──────── Given information ────────

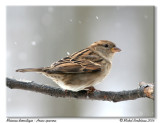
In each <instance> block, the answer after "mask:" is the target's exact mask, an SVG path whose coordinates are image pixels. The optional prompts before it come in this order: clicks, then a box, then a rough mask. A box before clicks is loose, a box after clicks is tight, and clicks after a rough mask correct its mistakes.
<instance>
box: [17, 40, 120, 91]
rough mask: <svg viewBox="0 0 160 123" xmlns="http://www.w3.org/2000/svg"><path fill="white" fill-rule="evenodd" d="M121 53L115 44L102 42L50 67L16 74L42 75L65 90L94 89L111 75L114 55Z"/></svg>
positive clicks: (61, 59) (38, 68) (76, 53)
mask: <svg viewBox="0 0 160 123" xmlns="http://www.w3.org/2000/svg"><path fill="white" fill-rule="evenodd" d="M120 51H121V50H120V49H119V48H117V47H116V45H115V44H114V43H113V42H111V41H107V40H100V41H97V42H95V43H93V44H91V45H90V46H89V47H87V48H85V49H83V50H81V51H79V52H76V53H74V54H72V55H70V56H67V57H65V58H63V59H61V60H59V61H57V62H54V63H53V64H51V66H50V67H43V68H26V69H18V70H16V72H37V73H42V74H43V75H45V76H47V77H48V78H51V79H52V80H53V81H54V82H56V83H57V84H58V85H59V86H60V87H61V88H63V89H65V90H71V91H80V90H84V89H94V87H93V86H94V85H96V84H98V83H100V82H101V81H102V80H103V79H104V77H105V76H106V75H107V74H108V73H109V71H110V69H111V65H112V57H113V55H114V54H115V53H116V52H120Z"/></svg>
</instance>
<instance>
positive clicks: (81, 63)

────────

== Problem ==
Give again, word for word, every line from the top of the data through the line with "box: [17, 40, 120, 91]", both ends included, and exclude the pictures.

== Task answer ==
In each <instance> block, the answer after "mask:" is the target's exact mask, an SVG path whose coordinates are image pixels. The optional prompts before it come in this order: clicks, then a box, then a rough mask. A box before clicks is loose, a box after clicks is tight, and clicks after a rough mask correct its mistakes.
<instance>
box: [17, 40, 120, 91]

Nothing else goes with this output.